## Action item
Whenever a line in the data holds the string "white", copy that line.

## Material to process
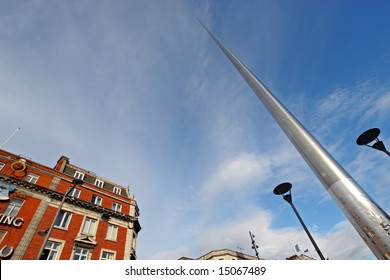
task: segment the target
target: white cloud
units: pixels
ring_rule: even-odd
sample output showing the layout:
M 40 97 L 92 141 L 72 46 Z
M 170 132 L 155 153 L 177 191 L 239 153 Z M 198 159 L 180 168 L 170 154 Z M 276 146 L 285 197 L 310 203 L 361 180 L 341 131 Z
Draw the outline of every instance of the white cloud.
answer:
M 262 155 L 238 154 L 222 162 L 200 189 L 202 199 L 212 199 L 222 193 L 238 195 L 247 188 L 260 184 L 271 175 L 270 159 Z
M 272 221 L 276 217 L 265 209 L 241 208 L 240 218 L 232 218 L 222 223 L 204 227 L 192 237 L 188 247 L 177 247 L 172 250 L 156 253 L 155 259 L 177 259 L 181 256 L 197 258 L 216 249 L 231 249 L 254 255 L 251 248 L 249 231 L 255 235 L 259 246 L 259 255 L 265 259 L 283 260 L 295 252 L 292 247 L 298 244 L 301 252 L 319 259 L 313 245 L 301 227 L 273 228 Z M 336 224 L 324 234 L 311 232 L 323 255 L 331 260 L 365 259 L 371 255 L 368 247 L 363 243 L 357 232 L 349 222 Z M 290 245 L 291 244 L 291 245 Z M 308 252 L 303 252 L 308 249 Z
M 363 122 L 383 121 L 390 114 L 390 86 L 387 82 L 378 86 L 376 81 L 366 80 L 351 88 L 337 88 L 319 100 L 316 107 L 319 115 L 313 123 L 317 132 L 324 134 L 331 127 L 353 120 L 355 125 Z M 326 122 L 323 120 L 326 119 Z M 358 119 L 358 123 L 356 123 Z
M 321 100 L 318 108 L 321 114 L 331 114 L 334 111 L 346 106 L 348 101 L 348 91 L 346 89 L 337 89 L 330 94 L 326 99 Z
M 372 254 L 348 221 L 336 224 L 331 231 L 315 238 L 331 260 L 362 260 Z
M 387 92 L 378 96 L 378 99 L 366 113 L 367 116 L 379 116 L 386 118 L 390 114 L 390 89 L 385 89 Z

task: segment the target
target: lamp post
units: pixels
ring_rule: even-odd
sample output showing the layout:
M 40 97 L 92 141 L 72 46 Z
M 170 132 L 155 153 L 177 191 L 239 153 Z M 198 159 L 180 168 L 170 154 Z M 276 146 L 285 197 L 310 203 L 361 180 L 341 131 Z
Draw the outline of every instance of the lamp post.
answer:
M 72 181 L 73 183 L 73 186 L 71 186 L 64 194 L 64 196 L 62 197 L 62 200 L 61 200 L 61 203 L 60 205 L 58 206 L 58 210 L 57 210 L 57 213 L 56 215 L 54 216 L 54 219 L 53 219 L 53 222 L 51 223 L 50 227 L 44 231 L 39 231 L 38 234 L 40 236 L 45 236 L 45 240 L 43 241 L 42 243 L 42 246 L 41 246 L 41 249 L 39 250 L 39 253 L 38 253 L 38 256 L 37 256 L 37 260 L 39 260 L 42 256 L 42 253 L 43 253 L 43 250 L 45 249 L 45 246 L 46 246 L 46 243 L 47 241 L 49 240 L 49 237 L 50 237 L 50 234 L 51 234 L 51 231 L 53 230 L 53 227 L 54 227 L 54 223 L 56 222 L 57 220 L 57 217 L 58 217 L 58 214 L 60 213 L 61 209 L 62 209 L 62 206 L 64 205 L 64 202 L 65 202 L 65 199 L 66 197 L 74 190 L 74 188 L 76 186 L 81 186 L 84 181 L 83 180 L 80 180 L 80 179 L 74 179 Z
M 367 146 L 375 150 L 382 151 L 386 155 L 390 156 L 390 152 L 386 150 L 385 144 L 383 144 L 383 142 L 378 139 L 380 133 L 381 130 L 379 128 L 371 128 L 369 130 L 366 130 L 356 139 L 356 144 L 358 144 L 359 146 Z M 372 141 L 375 141 L 375 143 L 371 146 L 368 145 Z
M 259 252 L 257 251 L 257 248 L 259 248 L 259 246 L 256 245 L 256 242 L 255 242 L 255 236 L 249 231 L 249 236 L 251 237 L 251 241 L 252 241 L 252 249 L 255 250 L 255 253 L 256 253 L 256 258 L 258 260 L 260 260 L 260 257 L 259 257 Z
M 288 202 L 288 204 L 291 205 L 292 209 L 294 210 L 295 214 L 298 217 L 298 220 L 301 222 L 301 225 L 303 229 L 305 230 L 307 236 L 309 237 L 311 243 L 313 244 L 314 248 L 316 249 L 318 255 L 320 256 L 321 260 L 325 260 L 324 256 L 321 253 L 320 248 L 318 248 L 316 242 L 314 241 L 313 237 L 311 236 L 309 230 L 307 229 L 305 223 L 303 222 L 301 216 L 299 215 L 297 209 L 295 208 L 294 204 L 292 203 L 292 196 L 291 196 L 291 183 L 282 183 L 275 187 L 274 194 L 276 195 L 282 195 L 283 199 Z

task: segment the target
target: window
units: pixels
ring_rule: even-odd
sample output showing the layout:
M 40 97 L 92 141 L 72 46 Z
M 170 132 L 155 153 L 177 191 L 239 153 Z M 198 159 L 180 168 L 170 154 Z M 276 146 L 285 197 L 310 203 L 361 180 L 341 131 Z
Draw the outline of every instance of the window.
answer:
M 92 218 L 85 218 L 83 228 L 81 229 L 82 233 L 95 235 L 97 221 Z
M 38 181 L 38 178 L 38 175 L 29 173 L 27 174 L 26 178 L 24 178 L 24 181 L 35 184 Z
M 74 188 L 74 189 L 69 193 L 68 196 L 74 197 L 74 198 L 79 198 L 80 193 L 81 193 L 81 190 Z
M 43 249 L 40 260 L 58 260 L 60 257 L 61 243 L 48 241 Z
M 121 190 L 120 188 L 118 188 L 118 187 L 113 187 L 113 188 L 112 188 L 112 191 L 113 191 L 114 193 L 116 193 L 116 194 L 121 194 L 121 193 L 122 193 L 122 190 Z
M 3 241 L 4 237 L 7 235 L 7 232 L 6 230 L 0 230 L 0 243 Z
M 114 252 L 102 251 L 102 256 L 101 256 L 100 259 L 101 260 L 115 260 L 115 253 Z
M 5 166 L 5 163 L 4 162 L 0 162 L 0 170 L 3 169 L 4 166 Z
M 76 170 L 73 177 L 75 177 L 76 179 L 84 180 L 84 176 L 85 176 L 84 173 L 81 173 L 80 171 Z
M 122 209 L 122 205 L 120 205 L 119 203 L 116 203 L 116 202 L 112 203 L 112 210 L 120 212 L 121 209 Z
M 60 213 L 58 213 L 54 225 L 60 228 L 65 228 L 65 229 L 68 228 L 71 216 L 72 214 L 70 212 L 61 210 Z
M 84 248 L 75 248 L 74 249 L 74 260 L 88 260 L 89 250 Z
M 100 196 L 97 196 L 97 195 L 92 195 L 92 199 L 91 199 L 91 203 L 93 204 L 96 204 L 96 205 L 102 205 L 102 198 Z
M 108 224 L 106 239 L 116 240 L 117 233 L 118 233 L 118 226 Z
M 15 217 L 20 208 L 22 207 L 22 204 L 24 202 L 24 199 L 14 197 L 11 199 L 11 201 L 8 203 L 7 207 L 4 209 L 3 214 Z
M 95 186 L 99 188 L 103 188 L 104 182 L 102 180 L 96 179 L 95 180 Z

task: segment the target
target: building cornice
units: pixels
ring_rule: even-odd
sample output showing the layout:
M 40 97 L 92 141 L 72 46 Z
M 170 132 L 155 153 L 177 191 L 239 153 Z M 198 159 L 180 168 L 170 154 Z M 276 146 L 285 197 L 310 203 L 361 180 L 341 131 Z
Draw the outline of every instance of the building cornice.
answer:
M 40 193 L 42 195 L 48 196 L 52 199 L 56 199 L 59 201 L 61 201 L 63 196 L 64 196 L 63 193 L 60 193 L 60 192 L 57 192 L 57 191 L 54 191 L 54 190 L 51 190 L 51 189 L 48 189 L 45 187 L 41 187 L 39 185 L 32 184 L 29 182 L 20 181 L 18 179 L 11 178 L 11 177 L 8 177 L 5 175 L 0 175 L 0 182 L 3 182 L 5 184 L 23 187 L 27 190 L 33 191 L 35 193 Z M 126 215 L 126 214 L 114 211 L 112 209 L 105 208 L 105 207 L 102 207 L 102 206 L 99 206 L 99 205 L 96 205 L 96 204 L 93 204 L 91 202 L 87 202 L 87 201 L 84 201 L 84 200 L 81 200 L 78 198 L 67 197 L 65 199 L 65 201 L 69 204 L 73 204 L 73 205 L 76 205 L 76 206 L 79 206 L 79 207 L 82 207 L 85 209 L 93 210 L 97 213 L 100 213 L 102 215 L 103 219 L 108 220 L 111 217 L 114 217 L 114 218 L 117 218 L 117 219 L 120 219 L 120 220 L 123 220 L 126 222 L 134 223 L 134 227 L 135 227 L 135 230 L 137 233 L 141 230 L 141 226 L 139 224 L 138 217 L 132 217 L 130 215 Z

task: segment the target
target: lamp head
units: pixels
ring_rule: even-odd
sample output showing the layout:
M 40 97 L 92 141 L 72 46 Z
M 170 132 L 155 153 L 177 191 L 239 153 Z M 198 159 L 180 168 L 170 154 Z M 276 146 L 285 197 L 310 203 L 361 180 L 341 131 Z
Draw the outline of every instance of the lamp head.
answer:
M 84 184 L 84 181 L 83 180 L 80 180 L 80 179 L 74 179 L 72 181 L 73 185 L 75 186 L 81 186 L 82 184 Z
M 360 136 L 356 139 L 356 144 L 358 144 L 359 146 L 364 145 L 390 155 L 389 152 L 386 150 L 385 144 L 378 139 L 380 132 L 381 131 L 379 128 L 371 128 L 360 134 Z M 375 141 L 374 144 L 372 144 L 371 146 L 368 145 L 372 141 Z
M 274 188 L 274 194 L 282 195 L 285 201 L 292 204 L 291 188 L 292 188 L 291 183 L 289 182 L 281 183 Z
M 359 146 L 367 146 L 370 142 L 374 140 L 379 141 L 378 136 L 380 133 L 381 130 L 379 128 L 371 128 L 369 130 L 366 130 L 356 139 L 356 144 L 358 144 Z
M 285 193 L 288 193 L 291 190 L 291 188 L 292 188 L 291 183 L 289 182 L 281 183 L 274 188 L 274 194 L 283 195 Z

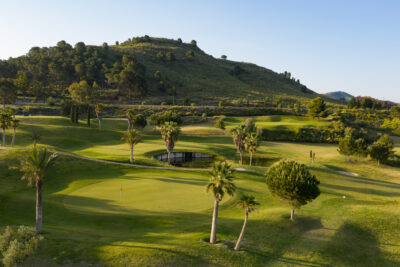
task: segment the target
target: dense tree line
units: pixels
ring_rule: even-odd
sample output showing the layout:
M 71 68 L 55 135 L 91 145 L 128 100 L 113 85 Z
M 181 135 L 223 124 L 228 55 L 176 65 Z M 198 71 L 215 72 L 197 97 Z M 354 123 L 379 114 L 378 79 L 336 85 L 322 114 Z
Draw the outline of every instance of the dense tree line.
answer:
M 60 41 L 54 47 L 33 47 L 24 56 L 0 61 L 0 78 L 12 79 L 14 91 L 44 98 L 66 95 L 71 84 L 86 81 L 99 90 L 117 88 L 120 96 L 131 99 L 146 94 L 145 73 L 135 58 L 107 43 L 97 47 L 79 42 L 72 47 Z M 2 84 L 7 81 L 3 79 Z
M 349 108 L 390 109 L 396 104 L 391 101 L 383 101 L 369 96 L 357 96 L 352 97 L 347 105 Z

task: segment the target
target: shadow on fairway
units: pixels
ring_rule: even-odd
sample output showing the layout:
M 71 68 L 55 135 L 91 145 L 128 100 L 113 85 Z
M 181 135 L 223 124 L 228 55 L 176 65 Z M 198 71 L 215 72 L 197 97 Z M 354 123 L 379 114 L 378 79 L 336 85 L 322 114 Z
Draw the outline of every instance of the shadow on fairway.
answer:
M 357 259 L 358 266 L 398 266 L 384 257 L 371 230 L 352 222 L 343 223 L 321 253 L 334 265 L 354 266 Z

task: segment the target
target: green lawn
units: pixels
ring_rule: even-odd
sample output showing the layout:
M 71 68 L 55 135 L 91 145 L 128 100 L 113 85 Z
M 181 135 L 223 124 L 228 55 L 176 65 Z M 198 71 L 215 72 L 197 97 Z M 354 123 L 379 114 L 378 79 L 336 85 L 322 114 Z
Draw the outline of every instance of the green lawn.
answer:
M 253 118 L 256 125 L 263 129 L 269 130 L 297 130 L 304 126 L 327 126 L 331 122 L 326 119 L 312 119 L 309 117 L 301 116 L 256 116 L 256 117 L 229 117 L 227 118 L 226 126 L 228 129 L 237 126 L 239 123 L 245 121 L 247 118 Z
M 230 119 L 229 119 L 230 120 Z M 308 123 L 308 122 L 306 122 Z M 120 141 L 125 120 L 105 120 L 104 131 L 71 126 L 58 117 L 23 118 L 17 145 L 28 146 L 32 129 L 42 144 L 96 158 L 127 161 Z M 186 126 L 185 126 L 186 127 Z M 197 127 L 191 125 L 187 127 Z M 204 127 L 201 126 L 201 127 Z M 152 133 L 153 129 L 145 129 Z M 397 140 L 396 140 L 397 141 Z M 234 162 L 229 136 L 182 136 L 177 149 L 203 151 Z M 159 164 L 150 155 L 164 146 L 147 134 L 137 146 L 140 163 Z M 308 161 L 309 151 L 316 162 Z M 34 188 L 14 168 L 22 150 L 0 150 L 0 225 L 34 225 Z M 321 195 L 296 212 L 272 198 L 266 167 L 235 172 L 239 192 L 261 203 L 250 215 L 243 251 L 232 247 L 243 211 L 238 196 L 220 210 L 218 244 L 209 236 L 212 197 L 207 172 L 107 165 L 62 156 L 44 184 L 44 237 L 27 266 L 398 266 L 400 264 L 400 169 L 362 160 L 348 163 L 335 145 L 263 142 L 260 157 L 307 164 L 321 181 Z M 234 163 L 235 166 L 236 163 Z M 352 172 L 347 176 L 339 171 Z M 122 188 L 122 194 L 121 194 Z

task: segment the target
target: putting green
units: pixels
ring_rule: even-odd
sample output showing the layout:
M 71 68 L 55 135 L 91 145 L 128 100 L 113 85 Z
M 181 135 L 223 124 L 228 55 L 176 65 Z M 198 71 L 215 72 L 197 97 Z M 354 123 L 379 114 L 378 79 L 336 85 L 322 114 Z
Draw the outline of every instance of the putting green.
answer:
M 159 172 L 159 171 L 158 171 Z M 64 198 L 64 205 L 84 213 L 179 213 L 211 209 L 213 198 L 205 191 L 207 179 L 171 173 L 122 177 L 83 186 Z

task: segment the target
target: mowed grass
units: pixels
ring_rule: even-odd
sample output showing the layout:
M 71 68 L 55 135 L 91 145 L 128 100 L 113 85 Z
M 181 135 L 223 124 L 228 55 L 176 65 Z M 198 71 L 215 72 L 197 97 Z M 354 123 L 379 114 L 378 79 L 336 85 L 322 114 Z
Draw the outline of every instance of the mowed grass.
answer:
M 331 123 L 325 119 L 318 120 L 310 117 L 273 115 L 256 117 L 229 117 L 227 118 L 226 126 L 228 129 L 230 129 L 239 125 L 241 122 L 244 122 L 248 118 L 254 119 L 257 126 L 269 130 L 297 130 L 304 126 L 327 126 Z
M 36 127 L 43 133 L 42 143 L 58 150 L 121 160 L 125 152 L 129 156 L 127 146 L 118 138 L 125 130 L 124 120 L 106 120 L 101 133 L 95 128 L 72 127 L 61 118 L 27 120 L 38 121 L 21 126 L 17 145 L 29 145 L 24 137 Z M 56 134 L 51 134 L 53 131 Z M 116 140 L 107 140 L 111 137 Z M 159 139 L 146 135 L 135 156 L 144 161 L 163 150 Z M 231 162 L 237 159 L 229 136 L 182 136 L 177 148 L 215 153 Z M 316 153 L 314 164 L 308 158 L 311 149 Z M 207 172 L 123 167 L 60 157 L 44 184 L 45 241 L 39 255 L 28 264 L 400 264 L 398 168 L 378 167 L 368 160 L 348 163 L 335 145 L 263 142 L 257 153 L 268 159 L 288 158 L 307 164 L 321 181 L 321 195 L 296 211 L 296 221 L 290 222 L 289 207 L 268 192 L 265 167 L 245 166 L 249 171 L 235 172 L 238 194 L 254 195 L 261 203 L 258 212 L 250 215 L 241 252 L 232 251 L 244 215 L 235 205 L 238 195 L 227 198 L 221 206 L 219 243 L 201 241 L 209 236 L 213 204 L 211 195 L 205 192 Z M 21 154 L 20 150 L 0 150 L 3 227 L 34 225 L 34 188 L 20 180 L 18 170 L 9 168 L 16 165 Z

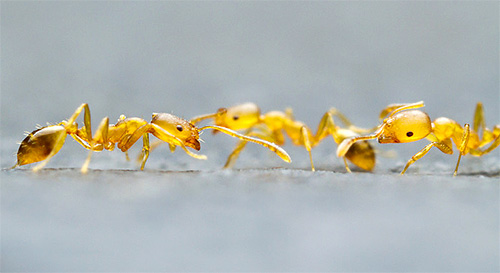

## Task response
target: white cloud
Draw the outline of every instance of the white cloud.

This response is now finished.